--- Task to carry out ---
From the line with "rough mask: <svg" to the last line of the material, both inclusive, transcribe every line exactly and nothing else.

Segment Start: Information

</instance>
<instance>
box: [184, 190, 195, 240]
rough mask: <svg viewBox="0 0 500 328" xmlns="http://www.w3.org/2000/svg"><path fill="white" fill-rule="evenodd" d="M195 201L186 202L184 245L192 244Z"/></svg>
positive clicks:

Segment End: Information

--- Response to the exercise ---
rough mask: <svg viewBox="0 0 500 328" xmlns="http://www.w3.org/2000/svg"><path fill="white" fill-rule="evenodd" d="M195 201L186 202L184 245L192 244Z"/></svg>
positive clicks:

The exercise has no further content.